• [Records for this task]:

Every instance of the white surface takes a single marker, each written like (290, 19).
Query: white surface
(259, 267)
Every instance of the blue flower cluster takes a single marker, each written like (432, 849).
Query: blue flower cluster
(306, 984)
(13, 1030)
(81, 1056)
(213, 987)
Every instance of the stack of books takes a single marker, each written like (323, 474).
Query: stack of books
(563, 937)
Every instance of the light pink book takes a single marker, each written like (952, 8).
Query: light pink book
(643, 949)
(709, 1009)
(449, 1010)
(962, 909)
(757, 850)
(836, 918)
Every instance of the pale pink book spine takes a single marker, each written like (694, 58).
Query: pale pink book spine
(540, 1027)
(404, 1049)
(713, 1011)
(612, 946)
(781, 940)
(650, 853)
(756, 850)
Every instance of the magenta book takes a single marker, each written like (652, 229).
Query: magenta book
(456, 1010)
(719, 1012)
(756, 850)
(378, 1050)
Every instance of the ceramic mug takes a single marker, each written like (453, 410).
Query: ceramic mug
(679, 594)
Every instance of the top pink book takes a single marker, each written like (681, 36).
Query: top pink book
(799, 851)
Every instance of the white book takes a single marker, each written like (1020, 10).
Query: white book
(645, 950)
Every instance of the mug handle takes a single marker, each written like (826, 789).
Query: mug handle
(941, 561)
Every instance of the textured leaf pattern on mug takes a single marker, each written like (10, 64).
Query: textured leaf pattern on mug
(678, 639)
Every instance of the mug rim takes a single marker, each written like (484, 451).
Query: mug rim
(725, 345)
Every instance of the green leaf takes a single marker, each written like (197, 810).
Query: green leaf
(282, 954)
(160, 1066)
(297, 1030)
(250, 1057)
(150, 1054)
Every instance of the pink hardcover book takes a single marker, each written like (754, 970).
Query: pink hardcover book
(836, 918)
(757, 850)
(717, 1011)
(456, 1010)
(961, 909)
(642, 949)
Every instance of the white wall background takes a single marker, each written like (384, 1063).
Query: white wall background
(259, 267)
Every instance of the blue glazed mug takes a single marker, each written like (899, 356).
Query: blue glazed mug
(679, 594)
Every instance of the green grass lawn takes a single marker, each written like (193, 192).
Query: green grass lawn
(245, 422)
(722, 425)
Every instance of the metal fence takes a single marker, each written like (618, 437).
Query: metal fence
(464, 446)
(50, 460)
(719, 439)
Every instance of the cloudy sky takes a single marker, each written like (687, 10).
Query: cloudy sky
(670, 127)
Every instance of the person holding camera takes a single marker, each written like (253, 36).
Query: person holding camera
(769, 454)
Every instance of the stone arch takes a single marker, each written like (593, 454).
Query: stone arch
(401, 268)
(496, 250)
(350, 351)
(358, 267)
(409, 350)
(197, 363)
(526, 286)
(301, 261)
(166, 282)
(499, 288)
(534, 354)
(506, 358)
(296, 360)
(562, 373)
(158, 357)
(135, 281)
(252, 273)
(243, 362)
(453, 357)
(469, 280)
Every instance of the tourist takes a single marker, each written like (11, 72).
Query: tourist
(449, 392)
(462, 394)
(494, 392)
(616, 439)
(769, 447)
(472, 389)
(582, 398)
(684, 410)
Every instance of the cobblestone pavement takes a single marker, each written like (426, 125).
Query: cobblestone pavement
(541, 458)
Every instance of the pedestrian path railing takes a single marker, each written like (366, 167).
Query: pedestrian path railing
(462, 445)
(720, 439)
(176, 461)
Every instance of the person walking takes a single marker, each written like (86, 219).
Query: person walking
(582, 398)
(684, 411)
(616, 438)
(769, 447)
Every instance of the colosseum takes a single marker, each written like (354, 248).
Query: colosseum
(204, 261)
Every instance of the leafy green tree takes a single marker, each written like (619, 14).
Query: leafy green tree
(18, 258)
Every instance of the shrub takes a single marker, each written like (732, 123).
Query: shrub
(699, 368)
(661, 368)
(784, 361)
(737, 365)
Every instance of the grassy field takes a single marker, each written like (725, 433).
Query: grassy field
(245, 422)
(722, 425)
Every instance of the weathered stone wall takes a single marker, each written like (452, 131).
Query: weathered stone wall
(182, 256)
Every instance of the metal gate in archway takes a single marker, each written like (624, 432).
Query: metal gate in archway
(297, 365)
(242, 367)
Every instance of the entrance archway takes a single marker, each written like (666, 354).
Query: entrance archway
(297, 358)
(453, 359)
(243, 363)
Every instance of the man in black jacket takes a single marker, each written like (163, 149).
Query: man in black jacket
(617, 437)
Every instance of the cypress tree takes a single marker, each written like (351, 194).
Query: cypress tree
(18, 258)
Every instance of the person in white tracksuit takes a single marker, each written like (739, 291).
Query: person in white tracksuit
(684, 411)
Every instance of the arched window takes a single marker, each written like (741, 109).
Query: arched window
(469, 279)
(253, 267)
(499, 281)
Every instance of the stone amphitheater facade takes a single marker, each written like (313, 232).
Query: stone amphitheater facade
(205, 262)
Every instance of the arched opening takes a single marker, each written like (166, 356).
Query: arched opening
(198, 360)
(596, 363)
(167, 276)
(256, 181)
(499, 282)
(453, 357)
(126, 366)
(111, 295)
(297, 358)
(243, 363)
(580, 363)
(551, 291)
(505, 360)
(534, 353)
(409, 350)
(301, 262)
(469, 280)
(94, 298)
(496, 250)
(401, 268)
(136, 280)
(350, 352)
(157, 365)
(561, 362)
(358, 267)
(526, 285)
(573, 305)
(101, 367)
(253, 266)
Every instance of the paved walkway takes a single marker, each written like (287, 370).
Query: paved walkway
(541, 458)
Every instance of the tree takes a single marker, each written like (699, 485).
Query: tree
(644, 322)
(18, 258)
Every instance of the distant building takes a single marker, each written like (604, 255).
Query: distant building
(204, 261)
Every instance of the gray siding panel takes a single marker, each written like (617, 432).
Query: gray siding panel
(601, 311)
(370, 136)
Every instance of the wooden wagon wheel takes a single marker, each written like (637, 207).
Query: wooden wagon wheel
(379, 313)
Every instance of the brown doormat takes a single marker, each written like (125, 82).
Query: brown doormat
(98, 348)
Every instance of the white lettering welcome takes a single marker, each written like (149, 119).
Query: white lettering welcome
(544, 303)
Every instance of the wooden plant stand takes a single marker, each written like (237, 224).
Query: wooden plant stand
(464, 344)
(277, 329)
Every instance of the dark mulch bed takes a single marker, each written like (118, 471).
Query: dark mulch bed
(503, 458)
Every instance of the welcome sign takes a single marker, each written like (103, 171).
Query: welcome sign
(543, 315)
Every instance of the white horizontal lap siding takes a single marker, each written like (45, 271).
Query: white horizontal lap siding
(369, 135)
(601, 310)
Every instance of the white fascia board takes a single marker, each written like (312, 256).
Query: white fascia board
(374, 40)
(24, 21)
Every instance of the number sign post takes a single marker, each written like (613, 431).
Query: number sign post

• [Work to complete]:
Reproduce the entire listing above word for word, with every line in its original order.

• [Final answer]:
Every instance of the white surface takes a single marker, each written like (290, 19).
Query: white surface
(259, 267)
Every instance of the blue flower cluster takes a single marker, each written like (432, 849).
Query: blue flower cluster
(306, 984)
(13, 1030)
(81, 1056)
(213, 987)
Every instance of the stack of books takes a single marker, each written like (323, 474).
Query: stack of books
(563, 937)
Every instance of the light pink book takes a single marker, each written like (952, 8).
Query: light pink book
(643, 949)
(709, 1009)
(449, 1010)
(962, 909)
(757, 850)
(836, 918)
Every instance of the pale pink book spine takes a single marker, each written like (694, 58).
Query: pale pink book spine
(540, 1027)
(404, 1049)
(713, 1011)
(612, 946)
(781, 940)
(650, 853)
(756, 850)
Every instance of the magenta book takes a single marker, each written like (652, 229).
Query: magenta book
(456, 1010)
(719, 1012)
(756, 850)
(378, 1050)
Every instance of the ceramic mug takes a single marker, each written like (453, 410).
Query: ceramic mug
(679, 594)
Every instance of the top pink book takes a single marker, each written like (681, 36).
Query: top pink book
(799, 851)
Every instance of the white book takes a single marker, each written like (1020, 10).
Query: white book
(645, 950)
Every instance of the mug handle takes a single marker, each written like (826, 789).
Query: mug handle
(941, 561)
Every instance of the textured leaf pattern on mug takes a single marker, each written like (10, 64).
Query: textured leaf pattern on mug
(678, 639)
Every instance of the mug rim takes a single marker, each written like (484, 451).
Query: mug rim
(725, 345)
Every instance of the green leaf takes a single marker, each written like (197, 810).
Query: green leaf
(282, 954)
(160, 1066)
(297, 1030)
(250, 1057)
(150, 1054)
Every instance of the pink hardcover book takes a single marker, each written like (754, 970).
Query: pink hardcover book
(836, 918)
(757, 850)
(717, 1011)
(456, 1010)
(961, 909)
(642, 949)
Every instance of the white wall background takes a single marker, each written like (384, 1063).
Query: white wall background
(259, 267)
Every instance of the blue glazed mug takes a single marker, each written like (899, 356).
Query: blue glazed mug
(679, 594)
Every instance of the green grass lawn takes a single marker, each written like (193, 192).
Query: green grass lawn
(245, 422)
(722, 425)
Every instance of the metal fence takes a single marker, each written like (618, 437).
Query: metal fence
(464, 446)
(50, 460)
(719, 439)
Every instance of the cloudy sky takes a single marker, each written like (687, 10).
Query: cloudy sky
(670, 127)
Every instance of the person holding camera takes a single marker, each written like (253, 36).
Query: person holding camera
(769, 454)
Every instance of the stone arch takes a single marker, each written like (593, 454).
Query: stone arch
(401, 268)
(496, 250)
(350, 351)
(358, 267)
(409, 350)
(197, 363)
(526, 286)
(301, 261)
(166, 282)
(499, 288)
(534, 354)
(506, 358)
(296, 360)
(562, 373)
(158, 357)
(135, 281)
(252, 273)
(243, 362)
(453, 357)
(469, 280)
Every instance of the tourist takes a single marker, each written like (11, 72).
Query: tourist
(449, 392)
(462, 394)
(494, 392)
(616, 439)
(769, 447)
(472, 389)
(582, 398)
(684, 410)
Every instance of the cobblestone pavement takes a single marker, each written like (426, 125).
Query: cobblestone pavement
(541, 458)
Every instance of the pedestrian path railing takes a single marker, each written like (366, 167).
Query: pedestrian path railing
(462, 445)
(720, 439)
(176, 461)
Every instance of the person walking takes a single marker, each written like (86, 219).
Query: person walking
(582, 398)
(684, 411)
(616, 438)
(769, 447)
Every instance of the colosseum takes a single marker, each written like (354, 248).
Query: colosseum
(204, 261)
Every instance of the leafy green tree takes a single marker, each written like (619, 14).
Query: leafy green tree
(18, 258)
Every instance of the shrub takes a single marker, each written like (732, 123).
Query: shrub
(699, 368)
(661, 368)
(784, 361)
(737, 365)
Every instance of the grassy field takes a single marker, each written like (725, 433).
Query: grassy field
(245, 422)
(722, 425)
Every instance of the weathered stone wall takes a single marker, each written like (452, 131).
Query: weathered stone wall
(182, 256)
Every instance of the metal gate in archway takes a single marker, each written like (624, 432).
Query: metal gate in archway
(297, 365)
(242, 367)
Every instance of the entrance archway takes a single marker, each written like (666, 354).
Query: entrance archway
(297, 358)
(453, 359)
(243, 363)
Every instance of the man in black jacket takes a single marker, each written like (163, 149).
Query: man in black jacket
(617, 437)
Every instance of the cypress tree takes a single marker, each written like (351, 194).
Query: cypress tree
(18, 258)
Every instance of the person in white tracksuit takes a single marker, each written like (739, 291).
Query: person in white tracksuit
(684, 411)
Every instance of the arched window takes a single marker, each written like (741, 109).
Query: arched window
(469, 279)
(253, 267)
(499, 281)
Every instance of the stone amphitheater facade takes a single marker, each written like (313, 232).
Query: stone amphitheater facade
(205, 262)
Every instance of the arched opening takes a single marker, each written like (166, 356).
Query: arched opening
(198, 360)
(596, 363)
(167, 276)
(256, 181)
(499, 282)
(453, 357)
(126, 366)
(111, 295)
(297, 358)
(243, 363)
(580, 363)
(551, 291)
(505, 360)
(534, 353)
(409, 350)
(301, 262)
(469, 280)
(94, 298)
(496, 250)
(401, 268)
(136, 280)
(350, 352)
(157, 365)
(561, 362)
(358, 267)
(526, 285)
(573, 305)
(101, 367)
(253, 266)
Every instance of the paved walkway takes a single marker, each written like (287, 370).
Query: paved walkway
(541, 458)
Every instance of the tree takes a single marker, each written like (699, 485).
Query: tree
(644, 322)
(18, 258)
Every instance of the distant building takes a single marker, each written like (604, 255).
Query: distant building
(204, 261)
Every instance of the gray siding panel takes a single marker, each written like (617, 432).
Query: gray siding panel
(601, 311)
(370, 136)
Every instance of the wooden wagon wheel takes a single marker, each written like (637, 207).
Query: wooden wagon wheel
(379, 313)
Every instance of the brown doormat takes a single marker, each written like (125, 82).
Query: brown doormat
(98, 348)
Every instance of the white lettering welcome takes a single marker, each written like (149, 119).
Query: white lettering welcome
(544, 303)
Every instance of the wooden plant stand takes a single marker, each written like (237, 224).
Query: wooden plant stand
(464, 344)
(277, 329)
Every instance of the dark mulch bed takes a single marker, each written like (118, 471).
Query: dark mulch bed
(503, 458)
Every instance of the welcome sign takes a single marker, each written like (103, 171).
Query: welcome sign
(543, 315)
Every instance of the white horizontal lap siding takes a single marker, each written like (45, 271).
Query: white horizontal lap siding
(369, 135)
(601, 310)
Every instance of the white fascia board takes a single marker, each written like (312, 256).
Query: white fascia board
(374, 40)
(24, 21)
Every instance of the number sign post takes a single marker, each written like (613, 431).
Query: number sign post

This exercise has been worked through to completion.